**SET TASK:** Rewrite the lines below, from the start through the line containing "x=331 y=176", with "photograph" replaced by "image" and nothing else changed. Leave the pictures out of your answer.

**RECORDS SHOWN:**
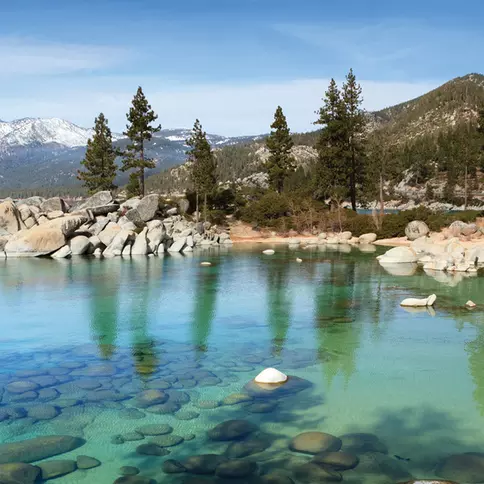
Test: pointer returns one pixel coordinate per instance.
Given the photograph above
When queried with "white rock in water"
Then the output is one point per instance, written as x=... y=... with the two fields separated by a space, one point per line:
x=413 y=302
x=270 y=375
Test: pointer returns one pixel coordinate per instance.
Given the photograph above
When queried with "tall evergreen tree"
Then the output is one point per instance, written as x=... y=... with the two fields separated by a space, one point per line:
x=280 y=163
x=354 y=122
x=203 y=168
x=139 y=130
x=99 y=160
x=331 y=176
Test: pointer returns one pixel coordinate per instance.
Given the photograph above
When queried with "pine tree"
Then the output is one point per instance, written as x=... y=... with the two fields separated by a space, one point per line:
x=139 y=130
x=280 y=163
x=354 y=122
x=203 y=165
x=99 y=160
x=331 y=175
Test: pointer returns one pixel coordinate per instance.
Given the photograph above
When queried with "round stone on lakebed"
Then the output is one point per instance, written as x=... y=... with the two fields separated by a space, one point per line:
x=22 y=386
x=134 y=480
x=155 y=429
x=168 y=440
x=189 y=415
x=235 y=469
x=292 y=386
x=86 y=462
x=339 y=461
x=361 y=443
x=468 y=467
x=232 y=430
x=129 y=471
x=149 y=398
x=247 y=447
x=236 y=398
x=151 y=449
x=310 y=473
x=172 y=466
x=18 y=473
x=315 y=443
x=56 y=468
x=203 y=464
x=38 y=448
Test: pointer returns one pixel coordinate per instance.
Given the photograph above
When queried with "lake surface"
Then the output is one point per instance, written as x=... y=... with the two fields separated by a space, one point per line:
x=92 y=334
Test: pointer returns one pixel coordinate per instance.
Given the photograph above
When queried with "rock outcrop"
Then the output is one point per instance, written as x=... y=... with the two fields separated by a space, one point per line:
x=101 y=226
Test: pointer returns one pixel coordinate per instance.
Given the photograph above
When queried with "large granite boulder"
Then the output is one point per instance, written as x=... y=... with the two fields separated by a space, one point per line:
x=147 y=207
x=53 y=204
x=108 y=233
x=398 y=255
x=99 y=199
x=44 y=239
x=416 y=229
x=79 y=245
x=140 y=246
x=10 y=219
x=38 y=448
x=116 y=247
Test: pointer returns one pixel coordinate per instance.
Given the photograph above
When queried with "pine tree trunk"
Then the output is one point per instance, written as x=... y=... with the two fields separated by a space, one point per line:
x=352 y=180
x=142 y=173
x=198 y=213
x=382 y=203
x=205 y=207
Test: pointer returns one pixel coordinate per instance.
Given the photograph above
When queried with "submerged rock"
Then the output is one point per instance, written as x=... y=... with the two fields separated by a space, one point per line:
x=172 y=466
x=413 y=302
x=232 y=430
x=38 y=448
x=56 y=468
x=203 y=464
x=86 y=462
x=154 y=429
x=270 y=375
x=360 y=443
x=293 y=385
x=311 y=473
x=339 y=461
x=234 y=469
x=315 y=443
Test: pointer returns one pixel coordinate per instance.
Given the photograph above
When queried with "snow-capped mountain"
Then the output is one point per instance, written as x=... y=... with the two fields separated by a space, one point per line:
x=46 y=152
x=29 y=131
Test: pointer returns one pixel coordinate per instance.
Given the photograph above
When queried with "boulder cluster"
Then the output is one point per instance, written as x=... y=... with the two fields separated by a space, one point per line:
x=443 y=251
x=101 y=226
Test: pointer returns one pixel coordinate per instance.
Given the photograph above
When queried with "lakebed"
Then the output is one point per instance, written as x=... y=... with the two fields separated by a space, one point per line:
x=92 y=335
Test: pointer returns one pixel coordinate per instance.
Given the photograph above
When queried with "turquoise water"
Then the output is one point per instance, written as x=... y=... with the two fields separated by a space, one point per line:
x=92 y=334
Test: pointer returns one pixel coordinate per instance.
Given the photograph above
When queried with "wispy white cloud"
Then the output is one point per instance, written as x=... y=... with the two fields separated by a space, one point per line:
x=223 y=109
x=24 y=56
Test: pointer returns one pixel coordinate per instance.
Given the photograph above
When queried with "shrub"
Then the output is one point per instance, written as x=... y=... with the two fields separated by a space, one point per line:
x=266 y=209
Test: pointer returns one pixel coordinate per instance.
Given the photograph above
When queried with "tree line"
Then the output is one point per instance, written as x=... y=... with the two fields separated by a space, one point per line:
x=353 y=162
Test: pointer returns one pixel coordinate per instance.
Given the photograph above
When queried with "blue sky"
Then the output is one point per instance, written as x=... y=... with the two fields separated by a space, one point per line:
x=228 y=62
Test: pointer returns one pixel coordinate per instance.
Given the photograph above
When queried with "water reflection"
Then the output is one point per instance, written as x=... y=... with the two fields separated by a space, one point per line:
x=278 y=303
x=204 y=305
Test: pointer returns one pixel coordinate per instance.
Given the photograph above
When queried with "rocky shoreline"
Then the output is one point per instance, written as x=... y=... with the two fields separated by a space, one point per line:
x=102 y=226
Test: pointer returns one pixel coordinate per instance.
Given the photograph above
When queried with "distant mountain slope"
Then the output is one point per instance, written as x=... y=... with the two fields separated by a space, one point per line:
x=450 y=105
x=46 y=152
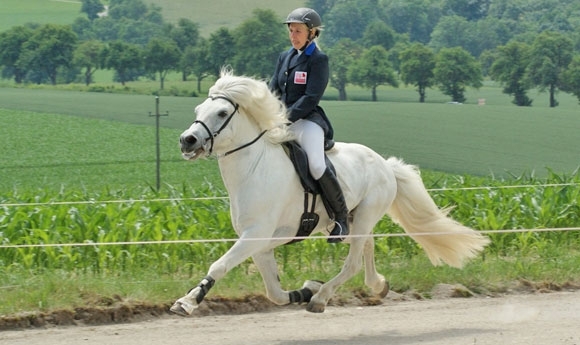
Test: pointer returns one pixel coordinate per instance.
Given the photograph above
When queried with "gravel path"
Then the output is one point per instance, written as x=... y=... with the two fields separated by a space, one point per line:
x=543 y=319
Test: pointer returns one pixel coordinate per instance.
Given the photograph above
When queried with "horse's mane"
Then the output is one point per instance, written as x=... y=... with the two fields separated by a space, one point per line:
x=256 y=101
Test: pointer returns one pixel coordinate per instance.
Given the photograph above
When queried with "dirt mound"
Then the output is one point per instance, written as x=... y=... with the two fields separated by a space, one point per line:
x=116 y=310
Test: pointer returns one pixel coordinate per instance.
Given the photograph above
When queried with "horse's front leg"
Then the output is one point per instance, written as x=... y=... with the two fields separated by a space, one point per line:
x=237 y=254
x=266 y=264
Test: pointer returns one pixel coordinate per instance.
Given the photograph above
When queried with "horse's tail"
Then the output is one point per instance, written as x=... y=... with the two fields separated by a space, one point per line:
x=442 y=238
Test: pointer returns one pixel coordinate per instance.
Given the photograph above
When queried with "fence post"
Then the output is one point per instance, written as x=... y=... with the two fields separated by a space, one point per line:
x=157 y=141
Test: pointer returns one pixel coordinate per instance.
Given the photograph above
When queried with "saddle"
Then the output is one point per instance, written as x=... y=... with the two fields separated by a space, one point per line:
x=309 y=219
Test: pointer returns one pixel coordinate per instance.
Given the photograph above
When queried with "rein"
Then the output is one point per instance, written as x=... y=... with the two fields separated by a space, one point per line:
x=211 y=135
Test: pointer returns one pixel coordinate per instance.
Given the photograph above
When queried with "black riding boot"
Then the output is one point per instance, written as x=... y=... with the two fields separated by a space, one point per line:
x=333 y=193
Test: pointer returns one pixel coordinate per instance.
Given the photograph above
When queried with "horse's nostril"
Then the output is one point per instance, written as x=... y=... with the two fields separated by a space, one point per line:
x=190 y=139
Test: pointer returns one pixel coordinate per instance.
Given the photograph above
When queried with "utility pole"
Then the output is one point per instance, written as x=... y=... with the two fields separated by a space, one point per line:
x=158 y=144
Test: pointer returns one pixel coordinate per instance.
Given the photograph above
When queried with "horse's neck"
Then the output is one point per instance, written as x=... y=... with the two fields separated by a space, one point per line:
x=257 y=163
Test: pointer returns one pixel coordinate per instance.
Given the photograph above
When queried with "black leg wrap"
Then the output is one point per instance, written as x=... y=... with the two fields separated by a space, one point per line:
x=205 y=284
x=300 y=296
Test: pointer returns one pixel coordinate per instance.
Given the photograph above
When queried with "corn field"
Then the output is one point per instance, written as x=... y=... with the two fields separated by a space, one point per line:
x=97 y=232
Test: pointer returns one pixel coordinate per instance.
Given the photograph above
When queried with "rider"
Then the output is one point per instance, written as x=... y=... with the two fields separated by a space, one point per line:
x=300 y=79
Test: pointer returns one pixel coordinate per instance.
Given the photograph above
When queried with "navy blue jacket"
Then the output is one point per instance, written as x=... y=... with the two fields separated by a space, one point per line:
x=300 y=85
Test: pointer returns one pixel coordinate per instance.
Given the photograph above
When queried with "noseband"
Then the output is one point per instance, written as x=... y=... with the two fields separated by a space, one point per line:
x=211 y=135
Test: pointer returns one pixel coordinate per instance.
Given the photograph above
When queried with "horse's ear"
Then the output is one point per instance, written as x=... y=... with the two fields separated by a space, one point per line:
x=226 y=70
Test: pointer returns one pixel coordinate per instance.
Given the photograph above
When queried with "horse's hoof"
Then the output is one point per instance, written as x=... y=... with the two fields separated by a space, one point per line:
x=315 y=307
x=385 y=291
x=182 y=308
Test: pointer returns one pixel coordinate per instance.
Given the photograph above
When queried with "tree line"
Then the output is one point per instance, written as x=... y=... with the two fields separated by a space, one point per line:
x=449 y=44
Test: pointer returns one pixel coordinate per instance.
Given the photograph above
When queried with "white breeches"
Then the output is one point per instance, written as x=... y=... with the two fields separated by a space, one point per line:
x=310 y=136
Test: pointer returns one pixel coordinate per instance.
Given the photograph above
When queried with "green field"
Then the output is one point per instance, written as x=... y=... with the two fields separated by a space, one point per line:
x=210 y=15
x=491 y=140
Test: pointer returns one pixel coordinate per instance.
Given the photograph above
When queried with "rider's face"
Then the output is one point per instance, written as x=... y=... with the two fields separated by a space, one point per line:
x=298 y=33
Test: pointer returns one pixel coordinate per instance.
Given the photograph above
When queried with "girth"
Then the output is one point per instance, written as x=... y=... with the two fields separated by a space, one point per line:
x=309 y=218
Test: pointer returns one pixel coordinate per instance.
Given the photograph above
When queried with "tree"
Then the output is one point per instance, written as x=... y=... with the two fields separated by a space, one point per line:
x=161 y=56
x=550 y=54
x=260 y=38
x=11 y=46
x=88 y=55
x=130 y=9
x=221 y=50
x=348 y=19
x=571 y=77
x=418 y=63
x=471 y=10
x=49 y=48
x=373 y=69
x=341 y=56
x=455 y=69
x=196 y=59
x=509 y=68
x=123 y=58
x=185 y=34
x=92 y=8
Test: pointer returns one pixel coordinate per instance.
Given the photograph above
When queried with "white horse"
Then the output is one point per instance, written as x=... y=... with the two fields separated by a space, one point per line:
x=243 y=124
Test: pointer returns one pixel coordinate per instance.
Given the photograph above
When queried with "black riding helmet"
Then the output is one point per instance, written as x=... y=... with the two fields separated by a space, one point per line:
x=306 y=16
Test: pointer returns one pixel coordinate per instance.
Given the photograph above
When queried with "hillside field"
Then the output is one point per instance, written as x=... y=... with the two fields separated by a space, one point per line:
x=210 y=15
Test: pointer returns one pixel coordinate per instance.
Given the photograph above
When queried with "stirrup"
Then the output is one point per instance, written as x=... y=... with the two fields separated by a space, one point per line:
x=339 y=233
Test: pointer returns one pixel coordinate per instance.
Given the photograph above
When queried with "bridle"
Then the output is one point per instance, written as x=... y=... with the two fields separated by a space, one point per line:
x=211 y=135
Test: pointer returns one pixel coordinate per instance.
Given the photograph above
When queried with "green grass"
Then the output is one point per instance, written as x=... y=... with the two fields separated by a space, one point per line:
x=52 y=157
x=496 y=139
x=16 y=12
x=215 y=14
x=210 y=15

**ANSWER TO THIS PROBLEM:**
Test: pointer returns one pixel coordinate per instance.
Given the image above
When queried with "white rock in water"
Then the output is one point per instance, written as x=... y=... with the two fields separated by a space, one point per line:
x=413 y=302
x=270 y=375
Test: pointer returns one pixel coordinate per instance.
Given the image above
When queried with "tall evergreen tree"
Then the output is one point per instance, written as x=... y=... with the two fields separated by a space, one point per line:
x=280 y=163
x=354 y=122
x=203 y=168
x=139 y=130
x=99 y=160
x=331 y=176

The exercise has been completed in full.